**Document section**
━━━━━━━━━━
Tuesday, January 20, 2009

The Face Doctor

Wouldn't it be cool if you could hire somebody to explain your face to you? Or rather, if it were a medical practice you could set up an appointment for? Face-reading, face-consultation, face-assessment. Like palm-reading, but rooted in the understanding of bone-structure, muscle behavior, and genetics, instead of some gypsy chart. Wow, that sounded awful.

I can imagine myself at my first appointment, talking too much, all neurotically preemptively diagnosing myself. "So, my face is asymmetrical, right? Like my nose goes a little to the right. And my cheeks are different sizes, see how they fit differently into my mouth/upper-lip region? Is cheek-size dictated by jaw structure as well as the cheek-bones?"
━━━━━━━━━━
**Exercise tasks**
a) In the blog post about the face doctor, which way does the writer say their nose goes?
b) Revise the stretch of the face-doctor post from "Tuesday, January 20, 2009" through "that sounded awful.", putting "tarot-reading" in place of "palm-reading".
c) Go on with the blog post about the face doctor, picking up after its last sentence.
━━━━━━━━━━
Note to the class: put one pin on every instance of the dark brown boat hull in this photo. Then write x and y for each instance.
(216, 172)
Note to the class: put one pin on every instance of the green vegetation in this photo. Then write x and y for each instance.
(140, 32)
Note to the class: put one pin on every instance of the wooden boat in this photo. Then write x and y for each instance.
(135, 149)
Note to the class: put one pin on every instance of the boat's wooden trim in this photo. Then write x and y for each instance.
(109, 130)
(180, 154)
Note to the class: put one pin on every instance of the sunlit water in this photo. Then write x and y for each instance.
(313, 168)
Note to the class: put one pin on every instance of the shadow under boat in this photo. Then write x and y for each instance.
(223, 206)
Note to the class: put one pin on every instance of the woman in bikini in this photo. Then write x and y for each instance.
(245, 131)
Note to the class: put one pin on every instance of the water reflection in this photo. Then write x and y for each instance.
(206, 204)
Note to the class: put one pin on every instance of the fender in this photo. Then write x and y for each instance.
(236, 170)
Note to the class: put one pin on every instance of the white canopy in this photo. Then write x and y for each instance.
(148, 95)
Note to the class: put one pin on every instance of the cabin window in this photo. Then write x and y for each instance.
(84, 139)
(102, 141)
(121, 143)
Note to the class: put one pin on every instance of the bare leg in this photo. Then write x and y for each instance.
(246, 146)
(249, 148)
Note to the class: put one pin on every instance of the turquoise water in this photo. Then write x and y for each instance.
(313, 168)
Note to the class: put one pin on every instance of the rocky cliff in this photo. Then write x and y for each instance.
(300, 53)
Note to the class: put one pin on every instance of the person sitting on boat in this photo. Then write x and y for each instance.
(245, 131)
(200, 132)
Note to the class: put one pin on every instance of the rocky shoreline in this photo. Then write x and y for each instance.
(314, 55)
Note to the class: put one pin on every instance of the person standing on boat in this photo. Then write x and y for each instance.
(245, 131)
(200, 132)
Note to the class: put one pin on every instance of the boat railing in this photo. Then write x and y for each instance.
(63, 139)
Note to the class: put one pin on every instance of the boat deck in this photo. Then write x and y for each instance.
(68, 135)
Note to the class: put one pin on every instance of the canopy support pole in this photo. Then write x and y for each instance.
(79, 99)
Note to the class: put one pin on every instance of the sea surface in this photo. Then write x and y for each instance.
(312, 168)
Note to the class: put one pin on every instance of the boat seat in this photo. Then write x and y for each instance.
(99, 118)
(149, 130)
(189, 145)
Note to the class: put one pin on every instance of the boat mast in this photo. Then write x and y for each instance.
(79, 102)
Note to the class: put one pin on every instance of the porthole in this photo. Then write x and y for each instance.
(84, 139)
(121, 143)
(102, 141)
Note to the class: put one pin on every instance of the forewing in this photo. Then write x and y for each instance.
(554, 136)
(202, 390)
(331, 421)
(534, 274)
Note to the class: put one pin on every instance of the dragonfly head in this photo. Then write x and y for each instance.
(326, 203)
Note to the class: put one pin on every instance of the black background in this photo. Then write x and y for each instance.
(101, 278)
━━━━━━━━━━
**Outputs for the tasks**
a) A little to the right.

b)
Tuesday, January 20, 2009

The Face Doctor

Wouldn't it be cool if you could hire somebody to explain your face to you? Or rather, if it were a medical practice you could set up an appointment for? Face-reading, face-consultation, face-assessment. Like tarot-reading, but rooted in the understanding of bone-structure, muscle behavior, and genetics, instead of some gypsy chart. Wow, that sounded awful.

c)
For some people, face-consultation would be the necessary precursor to plastic surgery. Tell me what I'm made of so I can decide what to keep, what to discard. But in most cases, the Face Doctors would be working independently of the plastic-surgeons. The mission of the Face Doctor would be to make you like your face better by eloquently describing its every last idiosyncrasy. Like psychologists rather than psychiatrists, the Face Doctors would talk with you and help you understand your face, sending only the most neurotic and inconsolable on to plastic surgeons and facial reconstructive surgeons, or psychiatrists who could prescribe anti-depressants.

For your appointment, you would be asked to bring in pictures of your grandparents on both sides, your mother and father and your siblings at different stages in their lives--at young-adulthood, middle-age, etc.--and the Face Doctor would point out similarities, far beyond the obvious. The Face Doctor would also be able to explain how personality works with the underlying structure to determine facial outcome, following your every expression, roll of the eye, pursing of the lips. In this way, the Face Doctor would be a kind of palm-reader, studying appearances to tell you much more about yourself. And they wouldn't be real MDs, but rather PhDs in some newly-named field that would combine psychology, neuroscience, and anatomy, "Faciology" or "Facial Therapy."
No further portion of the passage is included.